(begin)
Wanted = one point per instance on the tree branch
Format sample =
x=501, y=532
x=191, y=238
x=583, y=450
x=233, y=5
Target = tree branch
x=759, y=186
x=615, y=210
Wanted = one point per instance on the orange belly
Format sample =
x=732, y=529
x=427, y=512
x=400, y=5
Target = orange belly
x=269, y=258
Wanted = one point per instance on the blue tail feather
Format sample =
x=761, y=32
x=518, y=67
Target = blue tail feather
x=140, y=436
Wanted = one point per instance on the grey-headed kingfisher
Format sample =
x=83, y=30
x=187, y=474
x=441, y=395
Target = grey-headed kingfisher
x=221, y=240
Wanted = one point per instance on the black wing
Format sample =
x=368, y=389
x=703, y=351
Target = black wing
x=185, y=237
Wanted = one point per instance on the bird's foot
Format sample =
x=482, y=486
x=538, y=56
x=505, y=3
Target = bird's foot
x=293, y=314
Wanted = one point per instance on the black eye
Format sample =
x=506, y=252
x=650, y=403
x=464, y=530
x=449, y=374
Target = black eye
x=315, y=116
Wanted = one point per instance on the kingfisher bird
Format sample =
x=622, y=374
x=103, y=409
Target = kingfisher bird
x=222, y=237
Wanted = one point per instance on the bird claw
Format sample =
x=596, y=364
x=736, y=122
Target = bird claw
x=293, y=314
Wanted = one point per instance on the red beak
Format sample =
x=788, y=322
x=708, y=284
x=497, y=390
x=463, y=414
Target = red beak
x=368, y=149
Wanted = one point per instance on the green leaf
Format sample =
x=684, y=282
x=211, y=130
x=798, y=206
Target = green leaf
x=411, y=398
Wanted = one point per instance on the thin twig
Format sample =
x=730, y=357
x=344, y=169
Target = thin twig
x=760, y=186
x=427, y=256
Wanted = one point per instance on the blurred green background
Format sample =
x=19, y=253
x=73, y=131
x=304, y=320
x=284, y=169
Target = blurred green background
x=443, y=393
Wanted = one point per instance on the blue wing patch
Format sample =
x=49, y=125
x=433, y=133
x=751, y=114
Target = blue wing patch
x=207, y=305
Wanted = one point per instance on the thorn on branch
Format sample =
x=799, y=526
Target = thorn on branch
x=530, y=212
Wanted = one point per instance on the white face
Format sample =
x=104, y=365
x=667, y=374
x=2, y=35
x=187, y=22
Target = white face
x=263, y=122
(end)
- Required work:
Rewrite every line of the data between the lines holding "Wanted = one point per instance on the thin" and "x=530, y=212", inclusive, with the requests included. Multiply each coordinate in the answers by 0.8 and round to a whole number, rounding halves up, but leave the numbers in the requests and their format samples unchanged.

- Expected answer:
Wanted = one point per instance on the thin twig
Format sample =
x=730, y=357
x=344, y=169
Target = thin twig
x=608, y=149
x=342, y=205
Wanted = one point per instance on the blurred green background
Format sample =
x=19, y=253
x=73, y=131
x=304, y=320
x=284, y=169
Target = blurred green background
x=354, y=314
Wanted = one point per instance on the blue wing patch
Format sample =
x=49, y=125
x=433, y=133
x=751, y=114
Target = blue wing patch
x=166, y=244
Wanted = one point per instance on the thorn on branch
Format sample =
x=799, y=526
Target = thorn on branch
x=424, y=170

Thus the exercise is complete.